> Task description:
Pick out each line of the material below that contains the string "helmet" and copy those lines. Case counts in the match.

> Dataset:
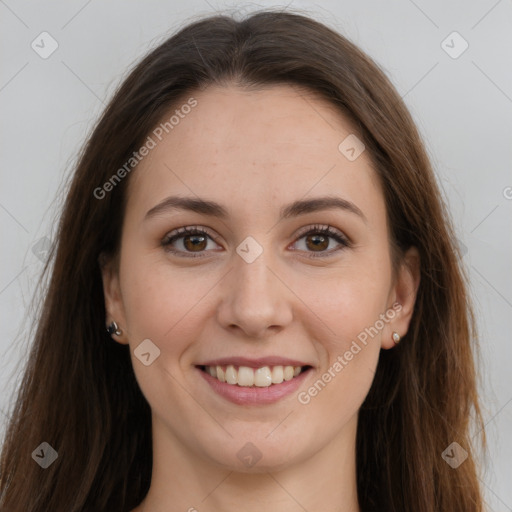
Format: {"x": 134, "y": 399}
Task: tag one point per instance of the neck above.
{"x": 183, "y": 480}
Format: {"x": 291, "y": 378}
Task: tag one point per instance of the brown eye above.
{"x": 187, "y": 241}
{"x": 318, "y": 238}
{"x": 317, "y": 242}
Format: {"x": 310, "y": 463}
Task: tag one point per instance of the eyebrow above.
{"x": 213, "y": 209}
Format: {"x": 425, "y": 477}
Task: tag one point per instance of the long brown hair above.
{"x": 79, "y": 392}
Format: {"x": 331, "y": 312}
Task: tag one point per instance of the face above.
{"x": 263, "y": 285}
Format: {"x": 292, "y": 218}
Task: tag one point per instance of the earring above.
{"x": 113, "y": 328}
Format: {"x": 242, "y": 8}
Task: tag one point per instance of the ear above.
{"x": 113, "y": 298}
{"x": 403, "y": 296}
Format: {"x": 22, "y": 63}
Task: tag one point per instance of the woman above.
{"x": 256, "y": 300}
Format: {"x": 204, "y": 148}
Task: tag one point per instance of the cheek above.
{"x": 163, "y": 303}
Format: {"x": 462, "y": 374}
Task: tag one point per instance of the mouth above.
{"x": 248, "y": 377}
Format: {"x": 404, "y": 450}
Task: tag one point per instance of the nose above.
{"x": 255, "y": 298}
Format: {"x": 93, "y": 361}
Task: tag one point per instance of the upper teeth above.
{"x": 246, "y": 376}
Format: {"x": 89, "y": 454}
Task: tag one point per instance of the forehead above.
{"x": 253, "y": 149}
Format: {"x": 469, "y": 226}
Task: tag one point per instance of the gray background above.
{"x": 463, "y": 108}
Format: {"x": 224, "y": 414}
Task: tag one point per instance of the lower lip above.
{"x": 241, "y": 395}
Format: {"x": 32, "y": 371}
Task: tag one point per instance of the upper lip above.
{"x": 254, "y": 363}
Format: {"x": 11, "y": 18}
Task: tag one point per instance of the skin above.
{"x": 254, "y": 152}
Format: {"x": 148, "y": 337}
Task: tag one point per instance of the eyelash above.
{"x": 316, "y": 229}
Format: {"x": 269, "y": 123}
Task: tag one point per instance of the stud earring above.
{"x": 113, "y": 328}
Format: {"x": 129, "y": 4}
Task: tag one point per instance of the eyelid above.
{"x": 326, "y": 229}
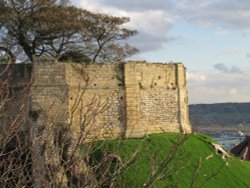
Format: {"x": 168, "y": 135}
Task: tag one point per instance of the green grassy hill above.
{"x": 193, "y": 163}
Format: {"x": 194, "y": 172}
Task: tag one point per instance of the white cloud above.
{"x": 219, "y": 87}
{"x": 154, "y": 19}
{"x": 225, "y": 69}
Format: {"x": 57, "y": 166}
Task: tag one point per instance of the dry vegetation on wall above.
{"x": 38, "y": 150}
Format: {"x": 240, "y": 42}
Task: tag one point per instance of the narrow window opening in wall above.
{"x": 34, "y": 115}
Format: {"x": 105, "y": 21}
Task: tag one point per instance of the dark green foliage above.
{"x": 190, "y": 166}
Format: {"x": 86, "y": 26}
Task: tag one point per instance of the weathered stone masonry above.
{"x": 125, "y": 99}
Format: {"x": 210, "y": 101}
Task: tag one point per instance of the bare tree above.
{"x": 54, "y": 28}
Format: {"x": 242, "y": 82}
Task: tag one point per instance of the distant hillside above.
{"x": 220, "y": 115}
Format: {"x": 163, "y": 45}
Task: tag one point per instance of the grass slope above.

* * *

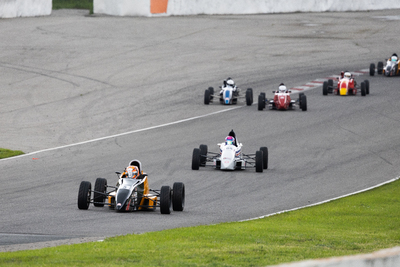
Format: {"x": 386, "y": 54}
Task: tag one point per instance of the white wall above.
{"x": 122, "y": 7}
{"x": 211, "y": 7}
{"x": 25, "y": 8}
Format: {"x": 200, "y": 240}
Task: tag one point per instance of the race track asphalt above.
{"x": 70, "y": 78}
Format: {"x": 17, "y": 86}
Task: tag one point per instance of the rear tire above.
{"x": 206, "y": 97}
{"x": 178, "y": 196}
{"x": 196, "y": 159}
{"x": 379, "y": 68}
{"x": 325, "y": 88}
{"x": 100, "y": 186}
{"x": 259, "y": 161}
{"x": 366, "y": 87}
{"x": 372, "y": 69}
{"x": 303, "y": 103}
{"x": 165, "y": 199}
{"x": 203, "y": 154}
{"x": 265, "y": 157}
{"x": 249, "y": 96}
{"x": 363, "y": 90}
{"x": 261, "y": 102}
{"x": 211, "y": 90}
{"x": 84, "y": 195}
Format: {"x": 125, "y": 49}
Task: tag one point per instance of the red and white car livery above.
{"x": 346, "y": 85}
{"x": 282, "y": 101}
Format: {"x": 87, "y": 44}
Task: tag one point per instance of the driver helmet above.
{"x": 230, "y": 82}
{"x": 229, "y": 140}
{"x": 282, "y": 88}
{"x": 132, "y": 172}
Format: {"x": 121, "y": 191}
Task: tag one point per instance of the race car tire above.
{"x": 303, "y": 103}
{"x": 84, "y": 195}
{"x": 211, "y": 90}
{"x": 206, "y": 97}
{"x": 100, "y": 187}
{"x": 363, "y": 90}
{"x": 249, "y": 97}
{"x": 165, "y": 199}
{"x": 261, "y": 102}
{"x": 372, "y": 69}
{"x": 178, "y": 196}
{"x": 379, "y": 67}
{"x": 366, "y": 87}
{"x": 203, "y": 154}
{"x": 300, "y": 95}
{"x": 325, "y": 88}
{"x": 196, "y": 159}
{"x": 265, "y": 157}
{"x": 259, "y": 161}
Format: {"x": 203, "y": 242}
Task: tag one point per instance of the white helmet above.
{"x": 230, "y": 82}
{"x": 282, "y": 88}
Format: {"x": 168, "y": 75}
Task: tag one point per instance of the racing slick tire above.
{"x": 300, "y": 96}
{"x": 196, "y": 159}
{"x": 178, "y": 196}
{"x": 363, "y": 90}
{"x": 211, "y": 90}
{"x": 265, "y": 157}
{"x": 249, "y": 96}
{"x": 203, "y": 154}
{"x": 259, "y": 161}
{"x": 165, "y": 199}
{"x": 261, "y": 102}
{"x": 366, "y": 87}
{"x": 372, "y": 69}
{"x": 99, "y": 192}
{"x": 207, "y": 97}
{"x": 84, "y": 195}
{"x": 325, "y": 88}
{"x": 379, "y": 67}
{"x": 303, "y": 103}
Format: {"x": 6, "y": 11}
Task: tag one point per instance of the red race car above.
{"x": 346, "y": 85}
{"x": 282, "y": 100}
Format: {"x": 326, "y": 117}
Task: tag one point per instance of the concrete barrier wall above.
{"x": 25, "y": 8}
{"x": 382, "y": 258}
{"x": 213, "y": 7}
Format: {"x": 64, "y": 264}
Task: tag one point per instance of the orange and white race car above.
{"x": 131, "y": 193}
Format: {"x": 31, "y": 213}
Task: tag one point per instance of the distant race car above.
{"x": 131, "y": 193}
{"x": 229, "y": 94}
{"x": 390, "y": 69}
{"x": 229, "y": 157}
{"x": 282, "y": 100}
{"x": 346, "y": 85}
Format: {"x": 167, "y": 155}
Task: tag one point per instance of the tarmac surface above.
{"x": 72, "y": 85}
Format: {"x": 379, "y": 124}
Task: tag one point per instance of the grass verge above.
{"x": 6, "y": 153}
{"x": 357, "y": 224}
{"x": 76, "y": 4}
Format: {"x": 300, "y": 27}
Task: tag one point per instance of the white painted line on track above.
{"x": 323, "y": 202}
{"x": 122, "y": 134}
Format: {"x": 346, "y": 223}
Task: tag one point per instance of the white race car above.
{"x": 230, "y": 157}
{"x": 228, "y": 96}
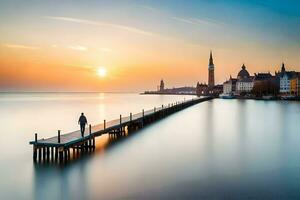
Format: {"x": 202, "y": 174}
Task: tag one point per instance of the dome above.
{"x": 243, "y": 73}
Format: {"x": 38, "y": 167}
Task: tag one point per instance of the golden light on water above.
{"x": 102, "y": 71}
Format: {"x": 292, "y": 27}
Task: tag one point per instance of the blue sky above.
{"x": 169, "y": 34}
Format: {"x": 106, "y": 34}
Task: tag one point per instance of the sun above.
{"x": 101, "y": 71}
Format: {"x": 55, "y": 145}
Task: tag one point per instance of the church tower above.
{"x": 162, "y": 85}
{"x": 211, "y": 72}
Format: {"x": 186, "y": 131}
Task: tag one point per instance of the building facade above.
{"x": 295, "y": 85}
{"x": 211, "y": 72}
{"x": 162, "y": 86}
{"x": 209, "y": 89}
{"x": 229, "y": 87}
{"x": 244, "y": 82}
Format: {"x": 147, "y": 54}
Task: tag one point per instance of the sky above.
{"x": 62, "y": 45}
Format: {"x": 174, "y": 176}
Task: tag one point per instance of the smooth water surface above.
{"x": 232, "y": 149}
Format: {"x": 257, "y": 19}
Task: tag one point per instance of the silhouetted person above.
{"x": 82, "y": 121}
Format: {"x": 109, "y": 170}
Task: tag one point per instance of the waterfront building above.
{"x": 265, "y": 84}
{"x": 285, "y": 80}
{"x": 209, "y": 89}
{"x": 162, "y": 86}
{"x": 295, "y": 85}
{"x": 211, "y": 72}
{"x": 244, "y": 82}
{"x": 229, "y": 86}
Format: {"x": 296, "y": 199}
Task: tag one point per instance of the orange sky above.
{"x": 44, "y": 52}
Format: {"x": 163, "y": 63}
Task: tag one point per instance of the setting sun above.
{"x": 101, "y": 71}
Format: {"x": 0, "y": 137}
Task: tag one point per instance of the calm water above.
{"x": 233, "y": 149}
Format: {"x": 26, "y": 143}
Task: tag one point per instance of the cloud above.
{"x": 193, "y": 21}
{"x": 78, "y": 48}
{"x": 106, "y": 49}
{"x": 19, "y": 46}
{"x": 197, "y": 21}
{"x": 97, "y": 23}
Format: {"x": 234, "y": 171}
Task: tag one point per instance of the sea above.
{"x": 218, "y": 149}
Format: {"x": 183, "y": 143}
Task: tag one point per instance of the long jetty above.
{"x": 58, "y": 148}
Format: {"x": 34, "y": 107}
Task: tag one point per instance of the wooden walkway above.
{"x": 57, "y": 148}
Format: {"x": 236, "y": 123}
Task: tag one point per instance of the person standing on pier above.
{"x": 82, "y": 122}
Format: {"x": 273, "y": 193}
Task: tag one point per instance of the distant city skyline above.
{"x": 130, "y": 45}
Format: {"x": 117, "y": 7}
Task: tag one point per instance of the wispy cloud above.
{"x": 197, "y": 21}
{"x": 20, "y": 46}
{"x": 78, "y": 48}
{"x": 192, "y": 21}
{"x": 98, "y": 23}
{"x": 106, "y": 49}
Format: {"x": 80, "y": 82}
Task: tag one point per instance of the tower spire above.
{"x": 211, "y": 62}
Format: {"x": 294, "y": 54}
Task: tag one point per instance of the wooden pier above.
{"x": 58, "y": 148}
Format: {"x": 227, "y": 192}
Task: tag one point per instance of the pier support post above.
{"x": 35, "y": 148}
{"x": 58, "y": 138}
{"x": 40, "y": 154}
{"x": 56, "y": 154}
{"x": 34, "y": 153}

> Worked answer:
Task: tag one point per instance of the driver helmet above.
Task: tag one point per instance of the white helmet above.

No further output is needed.